## [ЗАДАНИЯ К РАБОТЕ]
[A] Сколько военных биографий представлено во втором зале, если верить отрывку ниже?
[B] Перепишите из отрывка ниже всё от слов «Война окончилась, мы» и до слов «в нейтральное небо.» включительно.

## [ВЫБРАННЫЙ ОТРЫВОК]
# # # # # # #

Зато второй зал заставляет "ах", здесь поработали два музея - родной Исторический и далекий Берлин-Карлхорст, двадцать четыре военных биографии, каждая длиной в несколько дней, в несколько месяцев, в три год, в пять лет, в пятнадцать лет, в сорок лет; тринадцать идут по круго вдоль стен - стеклянные будочки с личными вещами, маленькие фотографии, короткие тексты; одиннадцать облепили длинную стену в центре зала - гладкая бумага, набор фотокопий, большие фотографии, длинные тексты, глянцевая поверхность, страшное впечатление. Сталин, Рокоссовский; Гастелло, Космодемьянская; некто, некто, - имен не помню, долго они не протянули, школ их именами не называли, сгинули где-то под Минском не то под Брестом, кто их упомнит.
Гастелло, оказывается выпиливал лобзиком дивные рамочки для фотографий, Зоя Космодемьянская, оказывается, танцевала - вот бальные тапочки ее, Наташа Качуевская подорвала себя гранатой, чтобы не сдаваться в плен, - свадебное платье, томик стихов Симонова, - почему все наше детство нам отказывали в праве знать, что все они были - люди, у меня была школа имени Зои Космодемьянской, мне снились о ней кошмары, как ее пытают, как ее вешают, почему я не знала, что она, оказывается, танцевала, что у нее были бальные тапочки, может, мне стало бы легче? Иди сюда, смотри - фотографии и статьи, Михаил Плотников и Герхард Хумберт (через "Х"), два офицера двух армий, потом они писали друг другу письма, ездили друг к другу в гости, до старости, до самой смерти, газеты пускали слюни, внуки не знали, что говорить в школе, они же с ужасом думали, что могли попасться друг другу под Брестом.
Трубач кавалерии Абрам Ициксон, сегодня я видела телеграмму, которую ты отправил Сталину после третьего июля, после речи, где "братья и сестры". Ты, "участник Первой Империалистической войны", по болезни снятый с учета, - ты хотел "призывом своей трубы повести Красную Армию на последний решительный бой." Трубач кавалерии Абрам Ициксон, я не знаю, в каком освенциме ты сгорел, я не знаю, дали ли тебе вести кого-нибудь куда-нибудь, может, ты был городской сумасшедший, может, ты считался неблагонадежным и отправил телеграмму свою по хитрости животного, ищущего выжить, выжить, выжить, может, ты и вправду лелеял свой ржавый инструмент и третьего июля, прийдя с почтамта, заперся с ним в спальне, продувал клапаны, чистил мундштук, ждал ответа. Я не знаю, что ты успел увидеть; но я могу расскажу тебе одну великую военную тайну. Трубач кавалерии Абрам Ициксон, мы так и не вышли из этих окопов. Мы так и не сняли шинелей. Мы так и не положили автоматов.
Война окончилась, мы победили, но, понимаешь ли, трубач кавалерии Абрам Ициксон, с этой войны нам было совершенно некуда идти. Она оправдывала наше существование, она оправдывает наше существование, она будет оправдывать наше существование, и пока нет ничего больше, что оправдывало-оправдывает-будет оправдывать наше существование, мы не можем снять бинты и выйти из землянок, потому что там, снаружи, мы будем не герои, а нищие, слабые, полулегальные люди полутретьего мира, и только здесь, лежа с забинтованной головой, обнимая засекающийся пулемет на брезентовых лентах, ощущая сердцем серебряный английский портсигар со шнурками от бальных тапочек, мы чувствуем себя великой нацией, и поэтому нам ни шагу отсюда, за нами пусто, приходи, мы будем пускать очереди в нейтральное небо.

# # # # # # #

## [РАЗДЕЛ ДАННЫХ]
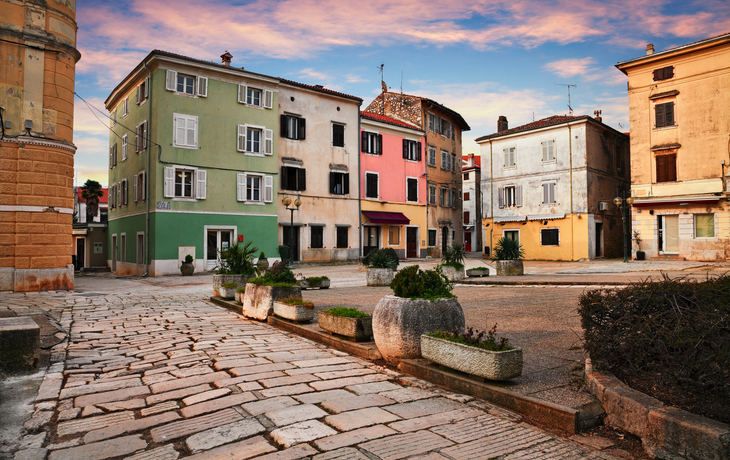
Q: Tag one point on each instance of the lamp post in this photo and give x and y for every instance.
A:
(287, 201)
(624, 205)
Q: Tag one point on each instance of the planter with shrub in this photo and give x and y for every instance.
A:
(422, 303)
(347, 322)
(476, 353)
(278, 283)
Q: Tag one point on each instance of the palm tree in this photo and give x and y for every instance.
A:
(91, 192)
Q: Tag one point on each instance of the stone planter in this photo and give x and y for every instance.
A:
(453, 273)
(299, 313)
(258, 301)
(474, 273)
(360, 329)
(398, 324)
(510, 268)
(492, 365)
(240, 281)
(380, 276)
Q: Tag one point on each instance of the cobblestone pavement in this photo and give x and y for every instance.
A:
(164, 374)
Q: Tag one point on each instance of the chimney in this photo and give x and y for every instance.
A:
(226, 58)
(502, 124)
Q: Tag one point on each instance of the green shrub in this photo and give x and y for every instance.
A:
(414, 283)
(347, 312)
(508, 249)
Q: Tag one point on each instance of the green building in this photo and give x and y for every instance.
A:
(192, 163)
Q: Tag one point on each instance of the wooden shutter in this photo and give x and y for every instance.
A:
(169, 191)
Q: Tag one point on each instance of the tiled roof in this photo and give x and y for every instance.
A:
(386, 119)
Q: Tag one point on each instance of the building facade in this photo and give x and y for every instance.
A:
(38, 59)
(318, 163)
(193, 164)
(442, 129)
(550, 184)
(680, 162)
(393, 190)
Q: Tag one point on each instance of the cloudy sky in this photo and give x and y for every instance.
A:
(482, 58)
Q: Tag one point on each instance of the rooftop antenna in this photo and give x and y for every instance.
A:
(574, 86)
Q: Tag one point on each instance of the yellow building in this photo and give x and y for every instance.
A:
(37, 72)
(680, 154)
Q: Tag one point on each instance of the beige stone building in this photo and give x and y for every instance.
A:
(38, 58)
(680, 150)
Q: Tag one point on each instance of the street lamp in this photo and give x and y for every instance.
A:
(297, 203)
(624, 206)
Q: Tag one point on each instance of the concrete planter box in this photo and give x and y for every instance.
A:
(360, 329)
(258, 301)
(299, 313)
(510, 268)
(380, 276)
(492, 365)
(453, 273)
(240, 281)
(398, 324)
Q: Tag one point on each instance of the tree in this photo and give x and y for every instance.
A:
(91, 192)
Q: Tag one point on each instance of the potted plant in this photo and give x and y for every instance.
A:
(422, 303)
(476, 353)
(294, 309)
(453, 262)
(187, 268)
(347, 322)
(236, 266)
(508, 254)
(381, 265)
(278, 283)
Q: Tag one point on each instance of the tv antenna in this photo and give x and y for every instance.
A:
(565, 84)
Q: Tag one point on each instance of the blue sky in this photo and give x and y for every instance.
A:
(482, 58)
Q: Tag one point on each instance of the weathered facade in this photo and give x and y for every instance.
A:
(550, 185)
(38, 58)
(680, 162)
(442, 127)
(318, 163)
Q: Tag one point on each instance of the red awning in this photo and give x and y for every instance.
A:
(394, 218)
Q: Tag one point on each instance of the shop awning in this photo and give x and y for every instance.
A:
(393, 218)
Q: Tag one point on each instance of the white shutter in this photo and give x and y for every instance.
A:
(169, 191)
(241, 187)
(203, 86)
(268, 189)
(242, 94)
(171, 80)
(268, 142)
(202, 179)
(241, 138)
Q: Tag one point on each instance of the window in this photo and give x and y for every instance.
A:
(548, 151)
(393, 236)
(666, 168)
(548, 192)
(317, 238)
(186, 131)
(293, 178)
(704, 225)
(372, 143)
(254, 188)
(412, 189)
(338, 135)
(293, 127)
(371, 185)
(342, 237)
(339, 183)
(550, 236)
(664, 114)
(509, 157)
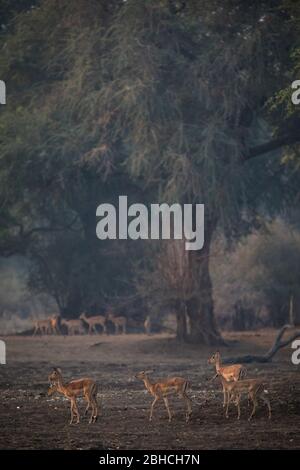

# # # # # # #

## [ОТВЕТЫ К ЗАДАНИЯМ]
[A] Двадцать четыре.

[B]
Война окончилась, мы победили, но, понимаешь ли, трубач кавалерии Абрам Ициксон, с этой войны нам было совершенно некуда идти. Она оправдывала наше существование, она оправдывает наше существование, она будет оправдывать наше существование, и пока нет ничего больше, что оправдывало-оправдывает-будет оправдывать наше существование, мы не можем снять бинты и выйти из землянок, потому что там, снаружи, мы будем не герои, а нищие, слабые, полулегальные люди полутретьего мира, и только здесь, лежа с забинтованной головой, обнимая засекающийся пулемет на брезентовых лентах, ощущая сердцем серебряный английский портсигар со шнурками от бальных тапочек, мы чувствуем себя великой нацией, и поэтому нам ни шагу отсюда, за нами пусто, приходи, мы будем пускать очереди в нейтральное небо.